━━━ Dataset extract

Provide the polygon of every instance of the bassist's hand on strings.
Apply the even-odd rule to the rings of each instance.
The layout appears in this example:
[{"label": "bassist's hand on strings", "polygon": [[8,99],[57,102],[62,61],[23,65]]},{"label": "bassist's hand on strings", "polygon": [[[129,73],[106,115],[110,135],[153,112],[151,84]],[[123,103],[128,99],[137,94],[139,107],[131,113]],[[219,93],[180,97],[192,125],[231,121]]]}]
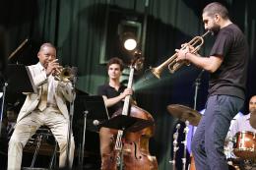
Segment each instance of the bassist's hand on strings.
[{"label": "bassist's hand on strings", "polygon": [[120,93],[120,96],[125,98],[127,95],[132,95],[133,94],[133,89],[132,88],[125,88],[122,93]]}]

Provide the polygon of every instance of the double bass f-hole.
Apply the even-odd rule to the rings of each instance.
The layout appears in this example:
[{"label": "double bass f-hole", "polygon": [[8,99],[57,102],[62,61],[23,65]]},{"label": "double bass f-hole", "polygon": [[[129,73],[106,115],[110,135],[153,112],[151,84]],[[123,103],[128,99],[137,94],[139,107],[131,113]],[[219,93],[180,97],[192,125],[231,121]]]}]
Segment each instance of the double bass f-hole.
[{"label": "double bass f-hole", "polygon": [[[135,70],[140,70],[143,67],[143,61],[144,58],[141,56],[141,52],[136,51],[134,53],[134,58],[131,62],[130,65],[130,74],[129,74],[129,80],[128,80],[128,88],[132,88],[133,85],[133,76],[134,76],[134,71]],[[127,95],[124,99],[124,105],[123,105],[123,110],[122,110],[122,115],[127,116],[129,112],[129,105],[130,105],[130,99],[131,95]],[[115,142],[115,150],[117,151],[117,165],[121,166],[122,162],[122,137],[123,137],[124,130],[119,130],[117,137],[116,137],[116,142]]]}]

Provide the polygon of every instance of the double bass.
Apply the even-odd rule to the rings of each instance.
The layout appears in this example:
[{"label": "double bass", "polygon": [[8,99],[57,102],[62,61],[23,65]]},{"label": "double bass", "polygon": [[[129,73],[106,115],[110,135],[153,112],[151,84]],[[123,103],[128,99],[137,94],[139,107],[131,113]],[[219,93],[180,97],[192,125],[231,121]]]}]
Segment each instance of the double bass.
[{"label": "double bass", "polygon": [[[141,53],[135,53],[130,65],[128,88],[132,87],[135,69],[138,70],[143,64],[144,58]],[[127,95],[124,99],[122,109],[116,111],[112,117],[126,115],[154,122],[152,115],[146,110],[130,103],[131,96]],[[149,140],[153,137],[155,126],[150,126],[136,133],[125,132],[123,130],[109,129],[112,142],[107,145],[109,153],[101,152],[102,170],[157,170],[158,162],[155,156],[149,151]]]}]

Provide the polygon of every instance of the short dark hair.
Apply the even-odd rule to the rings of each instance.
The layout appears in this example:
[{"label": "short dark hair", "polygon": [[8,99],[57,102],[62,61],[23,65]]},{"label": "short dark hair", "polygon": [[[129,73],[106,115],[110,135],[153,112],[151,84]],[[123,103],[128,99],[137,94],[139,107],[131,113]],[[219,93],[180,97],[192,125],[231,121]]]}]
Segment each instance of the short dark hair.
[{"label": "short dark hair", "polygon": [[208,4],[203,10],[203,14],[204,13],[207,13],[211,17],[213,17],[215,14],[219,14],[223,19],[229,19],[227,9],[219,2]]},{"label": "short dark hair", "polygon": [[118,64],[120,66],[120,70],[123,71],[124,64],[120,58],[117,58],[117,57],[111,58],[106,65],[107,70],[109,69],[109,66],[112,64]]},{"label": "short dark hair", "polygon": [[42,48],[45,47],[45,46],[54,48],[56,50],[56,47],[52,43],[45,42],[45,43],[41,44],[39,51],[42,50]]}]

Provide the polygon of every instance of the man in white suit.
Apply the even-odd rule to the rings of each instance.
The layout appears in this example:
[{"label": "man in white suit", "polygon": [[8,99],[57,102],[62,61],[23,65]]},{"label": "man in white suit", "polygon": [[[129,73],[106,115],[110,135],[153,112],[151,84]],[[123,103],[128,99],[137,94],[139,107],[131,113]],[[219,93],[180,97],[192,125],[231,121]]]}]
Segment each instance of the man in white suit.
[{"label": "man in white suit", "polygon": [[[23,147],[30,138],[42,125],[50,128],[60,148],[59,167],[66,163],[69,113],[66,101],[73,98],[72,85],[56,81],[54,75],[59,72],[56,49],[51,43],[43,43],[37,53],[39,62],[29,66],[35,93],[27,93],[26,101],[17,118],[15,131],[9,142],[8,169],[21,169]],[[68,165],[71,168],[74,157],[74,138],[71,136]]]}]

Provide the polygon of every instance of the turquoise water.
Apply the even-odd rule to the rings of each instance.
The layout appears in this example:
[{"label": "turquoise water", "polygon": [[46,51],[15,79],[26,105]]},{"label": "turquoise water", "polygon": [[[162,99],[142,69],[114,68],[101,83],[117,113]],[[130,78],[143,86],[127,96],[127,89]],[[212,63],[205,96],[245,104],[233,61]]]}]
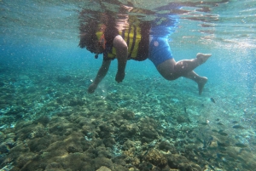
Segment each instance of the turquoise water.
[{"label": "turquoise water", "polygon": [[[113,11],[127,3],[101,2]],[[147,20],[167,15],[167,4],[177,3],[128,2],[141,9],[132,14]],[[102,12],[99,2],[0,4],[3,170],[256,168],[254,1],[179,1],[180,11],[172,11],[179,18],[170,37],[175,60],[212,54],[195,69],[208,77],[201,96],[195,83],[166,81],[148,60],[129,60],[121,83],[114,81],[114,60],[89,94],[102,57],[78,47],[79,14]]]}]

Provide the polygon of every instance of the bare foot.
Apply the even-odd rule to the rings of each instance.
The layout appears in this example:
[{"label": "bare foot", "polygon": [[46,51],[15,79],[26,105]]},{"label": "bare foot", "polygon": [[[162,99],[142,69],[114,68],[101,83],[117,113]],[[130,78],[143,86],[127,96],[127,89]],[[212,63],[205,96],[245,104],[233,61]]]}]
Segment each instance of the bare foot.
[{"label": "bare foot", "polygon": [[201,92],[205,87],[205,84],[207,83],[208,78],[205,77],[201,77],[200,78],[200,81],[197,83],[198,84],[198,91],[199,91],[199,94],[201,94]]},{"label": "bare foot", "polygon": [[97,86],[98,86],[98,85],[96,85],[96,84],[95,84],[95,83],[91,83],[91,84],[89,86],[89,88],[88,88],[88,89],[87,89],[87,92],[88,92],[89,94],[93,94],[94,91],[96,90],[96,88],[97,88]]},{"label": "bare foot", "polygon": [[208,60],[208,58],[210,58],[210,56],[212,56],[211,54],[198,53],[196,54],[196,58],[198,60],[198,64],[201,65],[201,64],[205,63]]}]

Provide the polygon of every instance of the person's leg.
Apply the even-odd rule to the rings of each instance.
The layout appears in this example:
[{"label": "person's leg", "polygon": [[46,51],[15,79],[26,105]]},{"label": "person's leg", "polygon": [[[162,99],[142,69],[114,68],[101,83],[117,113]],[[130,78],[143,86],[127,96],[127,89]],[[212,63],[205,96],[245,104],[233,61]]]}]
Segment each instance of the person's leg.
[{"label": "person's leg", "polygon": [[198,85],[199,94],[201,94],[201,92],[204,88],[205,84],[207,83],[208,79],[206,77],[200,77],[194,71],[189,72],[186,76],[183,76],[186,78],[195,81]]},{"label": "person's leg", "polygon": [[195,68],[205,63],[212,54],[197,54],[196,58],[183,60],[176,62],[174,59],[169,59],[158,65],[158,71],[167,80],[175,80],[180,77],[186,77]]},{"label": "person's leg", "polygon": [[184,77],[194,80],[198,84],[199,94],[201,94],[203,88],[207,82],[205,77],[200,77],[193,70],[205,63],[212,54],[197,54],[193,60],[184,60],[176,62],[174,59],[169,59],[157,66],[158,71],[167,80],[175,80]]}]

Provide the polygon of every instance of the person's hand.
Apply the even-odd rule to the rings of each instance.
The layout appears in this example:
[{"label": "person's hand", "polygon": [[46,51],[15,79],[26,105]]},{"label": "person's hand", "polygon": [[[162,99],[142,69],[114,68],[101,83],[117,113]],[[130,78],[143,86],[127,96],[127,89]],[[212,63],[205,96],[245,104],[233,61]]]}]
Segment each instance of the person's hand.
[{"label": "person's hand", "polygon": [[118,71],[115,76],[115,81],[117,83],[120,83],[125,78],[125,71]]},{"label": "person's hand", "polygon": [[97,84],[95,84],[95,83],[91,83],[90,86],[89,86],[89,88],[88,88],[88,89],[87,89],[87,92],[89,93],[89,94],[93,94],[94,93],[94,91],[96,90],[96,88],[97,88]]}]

━━━━━━
━━━ Dataset extract

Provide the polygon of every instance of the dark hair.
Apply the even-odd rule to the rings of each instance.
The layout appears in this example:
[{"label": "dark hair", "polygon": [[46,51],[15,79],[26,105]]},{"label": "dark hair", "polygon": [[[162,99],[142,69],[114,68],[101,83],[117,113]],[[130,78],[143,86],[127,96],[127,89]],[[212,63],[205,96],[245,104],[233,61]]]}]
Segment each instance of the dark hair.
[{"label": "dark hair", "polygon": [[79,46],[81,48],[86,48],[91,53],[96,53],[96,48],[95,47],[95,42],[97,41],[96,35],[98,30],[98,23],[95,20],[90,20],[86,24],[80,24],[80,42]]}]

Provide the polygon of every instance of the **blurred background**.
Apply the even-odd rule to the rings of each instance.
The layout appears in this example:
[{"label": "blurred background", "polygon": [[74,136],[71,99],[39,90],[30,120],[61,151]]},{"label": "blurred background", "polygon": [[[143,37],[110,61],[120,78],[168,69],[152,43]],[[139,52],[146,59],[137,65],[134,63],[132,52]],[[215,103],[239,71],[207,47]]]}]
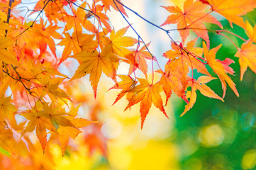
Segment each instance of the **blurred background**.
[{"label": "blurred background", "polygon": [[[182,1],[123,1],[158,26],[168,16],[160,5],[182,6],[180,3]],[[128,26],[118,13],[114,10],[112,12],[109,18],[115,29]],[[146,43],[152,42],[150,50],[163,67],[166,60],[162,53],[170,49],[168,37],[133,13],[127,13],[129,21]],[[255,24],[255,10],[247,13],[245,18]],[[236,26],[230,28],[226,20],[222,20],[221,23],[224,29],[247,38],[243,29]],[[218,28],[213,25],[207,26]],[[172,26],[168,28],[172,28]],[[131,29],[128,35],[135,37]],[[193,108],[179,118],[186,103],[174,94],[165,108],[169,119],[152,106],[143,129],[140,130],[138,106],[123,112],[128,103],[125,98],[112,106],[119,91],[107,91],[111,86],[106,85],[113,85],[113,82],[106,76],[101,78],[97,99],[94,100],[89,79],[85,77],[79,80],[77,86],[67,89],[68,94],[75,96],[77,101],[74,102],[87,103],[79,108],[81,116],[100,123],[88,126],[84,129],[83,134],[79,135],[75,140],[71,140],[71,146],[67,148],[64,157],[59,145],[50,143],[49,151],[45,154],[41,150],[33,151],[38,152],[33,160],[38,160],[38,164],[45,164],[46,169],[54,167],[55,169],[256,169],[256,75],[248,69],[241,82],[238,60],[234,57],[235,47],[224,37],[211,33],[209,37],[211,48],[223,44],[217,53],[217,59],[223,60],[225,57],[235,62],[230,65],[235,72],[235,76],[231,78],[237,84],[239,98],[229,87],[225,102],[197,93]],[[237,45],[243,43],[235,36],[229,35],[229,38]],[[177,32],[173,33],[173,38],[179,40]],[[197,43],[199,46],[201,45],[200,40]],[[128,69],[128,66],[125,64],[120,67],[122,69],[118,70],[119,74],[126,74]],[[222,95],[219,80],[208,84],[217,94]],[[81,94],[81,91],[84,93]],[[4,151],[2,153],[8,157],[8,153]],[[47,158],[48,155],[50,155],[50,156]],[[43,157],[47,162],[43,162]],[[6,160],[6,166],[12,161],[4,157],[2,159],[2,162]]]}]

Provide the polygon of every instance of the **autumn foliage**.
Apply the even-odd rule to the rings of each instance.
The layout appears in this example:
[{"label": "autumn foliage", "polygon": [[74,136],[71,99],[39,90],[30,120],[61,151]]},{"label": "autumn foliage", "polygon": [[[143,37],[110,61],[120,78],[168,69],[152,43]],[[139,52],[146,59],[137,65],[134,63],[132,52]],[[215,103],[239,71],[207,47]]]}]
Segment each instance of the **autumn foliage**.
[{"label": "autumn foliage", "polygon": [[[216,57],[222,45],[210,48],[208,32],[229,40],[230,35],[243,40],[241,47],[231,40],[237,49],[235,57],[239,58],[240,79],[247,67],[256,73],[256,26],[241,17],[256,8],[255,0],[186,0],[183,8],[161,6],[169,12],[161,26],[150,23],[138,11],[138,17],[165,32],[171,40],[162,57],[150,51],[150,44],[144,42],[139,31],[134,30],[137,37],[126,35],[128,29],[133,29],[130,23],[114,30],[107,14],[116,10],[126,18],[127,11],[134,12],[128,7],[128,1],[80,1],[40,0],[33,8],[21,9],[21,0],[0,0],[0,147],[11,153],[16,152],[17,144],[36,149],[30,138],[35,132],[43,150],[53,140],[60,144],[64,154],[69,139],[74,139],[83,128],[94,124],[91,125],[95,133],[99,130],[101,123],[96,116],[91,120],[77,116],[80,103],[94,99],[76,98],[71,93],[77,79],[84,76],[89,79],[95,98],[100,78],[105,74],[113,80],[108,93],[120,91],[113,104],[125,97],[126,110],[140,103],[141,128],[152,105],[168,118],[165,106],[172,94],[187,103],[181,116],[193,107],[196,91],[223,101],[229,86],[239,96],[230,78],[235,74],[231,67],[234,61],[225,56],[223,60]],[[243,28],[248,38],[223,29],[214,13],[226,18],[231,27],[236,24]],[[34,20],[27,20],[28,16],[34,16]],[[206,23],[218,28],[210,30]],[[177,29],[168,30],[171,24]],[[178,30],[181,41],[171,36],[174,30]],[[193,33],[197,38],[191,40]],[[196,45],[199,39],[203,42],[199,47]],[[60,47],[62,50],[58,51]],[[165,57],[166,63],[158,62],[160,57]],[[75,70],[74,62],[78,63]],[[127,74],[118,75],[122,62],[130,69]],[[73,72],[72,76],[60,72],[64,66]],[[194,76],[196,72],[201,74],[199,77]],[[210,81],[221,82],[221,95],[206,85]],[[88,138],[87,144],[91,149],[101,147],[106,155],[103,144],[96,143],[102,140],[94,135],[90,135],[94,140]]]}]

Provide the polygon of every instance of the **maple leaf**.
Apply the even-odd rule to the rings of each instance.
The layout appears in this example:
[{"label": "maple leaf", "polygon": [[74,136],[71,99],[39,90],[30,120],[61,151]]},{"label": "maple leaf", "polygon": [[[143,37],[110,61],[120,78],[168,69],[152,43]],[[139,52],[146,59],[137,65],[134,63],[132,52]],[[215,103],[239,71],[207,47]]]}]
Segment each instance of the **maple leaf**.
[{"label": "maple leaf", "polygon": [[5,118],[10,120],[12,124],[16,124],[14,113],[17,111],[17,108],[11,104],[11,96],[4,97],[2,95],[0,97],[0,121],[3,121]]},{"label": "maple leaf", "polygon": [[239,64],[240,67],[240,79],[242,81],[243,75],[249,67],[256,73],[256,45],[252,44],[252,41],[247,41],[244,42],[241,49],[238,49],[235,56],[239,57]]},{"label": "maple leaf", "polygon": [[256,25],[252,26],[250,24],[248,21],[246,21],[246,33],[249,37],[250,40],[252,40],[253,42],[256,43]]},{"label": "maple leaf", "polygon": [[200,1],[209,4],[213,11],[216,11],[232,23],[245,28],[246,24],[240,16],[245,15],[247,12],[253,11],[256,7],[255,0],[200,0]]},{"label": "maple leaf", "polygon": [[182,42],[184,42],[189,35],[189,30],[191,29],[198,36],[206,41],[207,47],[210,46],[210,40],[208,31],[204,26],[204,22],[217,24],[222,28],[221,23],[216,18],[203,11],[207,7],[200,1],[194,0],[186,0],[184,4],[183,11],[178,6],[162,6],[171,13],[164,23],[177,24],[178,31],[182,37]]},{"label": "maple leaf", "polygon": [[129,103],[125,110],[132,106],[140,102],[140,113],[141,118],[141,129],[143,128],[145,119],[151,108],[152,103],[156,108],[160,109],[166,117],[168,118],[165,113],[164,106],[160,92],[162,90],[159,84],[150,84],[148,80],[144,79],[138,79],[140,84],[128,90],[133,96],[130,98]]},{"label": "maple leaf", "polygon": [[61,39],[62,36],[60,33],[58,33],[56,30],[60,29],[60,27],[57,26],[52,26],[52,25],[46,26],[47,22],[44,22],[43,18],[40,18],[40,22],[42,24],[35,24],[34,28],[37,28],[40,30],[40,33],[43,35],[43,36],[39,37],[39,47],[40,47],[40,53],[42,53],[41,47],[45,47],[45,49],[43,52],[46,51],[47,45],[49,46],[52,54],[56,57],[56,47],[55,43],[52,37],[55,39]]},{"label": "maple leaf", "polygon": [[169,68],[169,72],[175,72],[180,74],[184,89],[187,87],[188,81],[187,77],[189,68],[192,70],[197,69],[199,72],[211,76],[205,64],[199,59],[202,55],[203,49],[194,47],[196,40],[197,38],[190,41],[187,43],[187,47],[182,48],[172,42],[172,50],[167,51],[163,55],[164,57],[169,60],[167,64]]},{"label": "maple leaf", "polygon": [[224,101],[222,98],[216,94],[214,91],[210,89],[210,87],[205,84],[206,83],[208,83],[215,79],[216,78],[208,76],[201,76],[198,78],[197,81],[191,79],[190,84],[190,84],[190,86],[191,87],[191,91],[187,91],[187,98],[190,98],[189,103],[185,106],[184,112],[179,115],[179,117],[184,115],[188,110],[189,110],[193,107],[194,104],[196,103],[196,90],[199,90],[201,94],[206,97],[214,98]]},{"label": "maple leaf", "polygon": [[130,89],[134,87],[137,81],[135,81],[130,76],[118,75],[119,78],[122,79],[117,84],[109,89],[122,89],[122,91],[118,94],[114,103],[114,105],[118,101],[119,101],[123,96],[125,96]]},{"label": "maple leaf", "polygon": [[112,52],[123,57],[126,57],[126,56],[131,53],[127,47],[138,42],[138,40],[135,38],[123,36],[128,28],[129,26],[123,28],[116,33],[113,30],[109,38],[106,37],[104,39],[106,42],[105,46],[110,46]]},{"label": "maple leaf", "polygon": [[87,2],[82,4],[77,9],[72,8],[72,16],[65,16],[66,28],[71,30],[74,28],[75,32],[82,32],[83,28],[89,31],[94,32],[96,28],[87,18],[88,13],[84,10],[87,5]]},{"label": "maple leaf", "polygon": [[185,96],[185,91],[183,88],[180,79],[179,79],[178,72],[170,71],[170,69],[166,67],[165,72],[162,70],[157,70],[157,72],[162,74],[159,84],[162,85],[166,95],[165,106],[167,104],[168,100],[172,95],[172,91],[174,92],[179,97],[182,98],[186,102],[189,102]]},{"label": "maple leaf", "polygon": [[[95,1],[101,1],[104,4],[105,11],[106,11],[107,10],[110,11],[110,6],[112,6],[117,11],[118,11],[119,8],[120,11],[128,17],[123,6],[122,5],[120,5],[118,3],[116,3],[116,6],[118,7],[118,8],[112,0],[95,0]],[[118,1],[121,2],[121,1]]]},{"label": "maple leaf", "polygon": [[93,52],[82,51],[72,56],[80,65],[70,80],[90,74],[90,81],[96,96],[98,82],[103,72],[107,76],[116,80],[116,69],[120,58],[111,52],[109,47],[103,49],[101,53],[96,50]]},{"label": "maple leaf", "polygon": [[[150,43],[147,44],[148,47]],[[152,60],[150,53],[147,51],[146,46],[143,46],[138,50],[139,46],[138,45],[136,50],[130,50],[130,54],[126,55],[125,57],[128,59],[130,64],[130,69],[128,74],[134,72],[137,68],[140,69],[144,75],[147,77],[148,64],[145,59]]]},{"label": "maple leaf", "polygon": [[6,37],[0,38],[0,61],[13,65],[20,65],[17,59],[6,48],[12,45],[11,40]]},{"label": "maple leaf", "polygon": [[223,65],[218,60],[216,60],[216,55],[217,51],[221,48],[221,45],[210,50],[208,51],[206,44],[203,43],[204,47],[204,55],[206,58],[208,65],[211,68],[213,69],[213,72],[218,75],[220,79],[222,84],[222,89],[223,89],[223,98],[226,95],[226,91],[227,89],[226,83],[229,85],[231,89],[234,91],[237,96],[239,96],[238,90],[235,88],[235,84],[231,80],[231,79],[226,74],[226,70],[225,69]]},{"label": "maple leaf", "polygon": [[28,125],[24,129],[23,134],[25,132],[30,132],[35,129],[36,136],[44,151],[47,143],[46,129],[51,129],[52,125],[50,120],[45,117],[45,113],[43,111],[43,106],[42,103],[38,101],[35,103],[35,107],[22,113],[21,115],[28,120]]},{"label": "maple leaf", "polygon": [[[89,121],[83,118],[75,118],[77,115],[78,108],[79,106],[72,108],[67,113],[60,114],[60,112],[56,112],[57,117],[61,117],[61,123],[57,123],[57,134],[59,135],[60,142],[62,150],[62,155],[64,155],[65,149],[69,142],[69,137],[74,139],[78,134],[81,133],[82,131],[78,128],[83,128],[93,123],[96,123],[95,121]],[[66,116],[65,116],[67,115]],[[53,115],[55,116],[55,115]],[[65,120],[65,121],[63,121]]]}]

━━━━━━

Objective
Reproduce verbatim the lines running from the one containing "Provide the polygon of every instance of the person's hand." up to and including the one containing "Segment each instance of the person's hand.".

Problem solution
Provide the polygon of every instance of the person's hand.
Apply the even-odd rule to the rings of each instance.
The layout appears in this example:
[{"label": "person's hand", "polygon": [[46,51],[15,79],[26,105]]},{"label": "person's hand", "polygon": [[[162,99],[142,69],[114,68],[101,83],[117,113]],[[130,78],[143,86],[127,96],[127,89]],[[212,63],[205,96],[245,104],[233,61]]]}]
Segment each instance of the person's hand.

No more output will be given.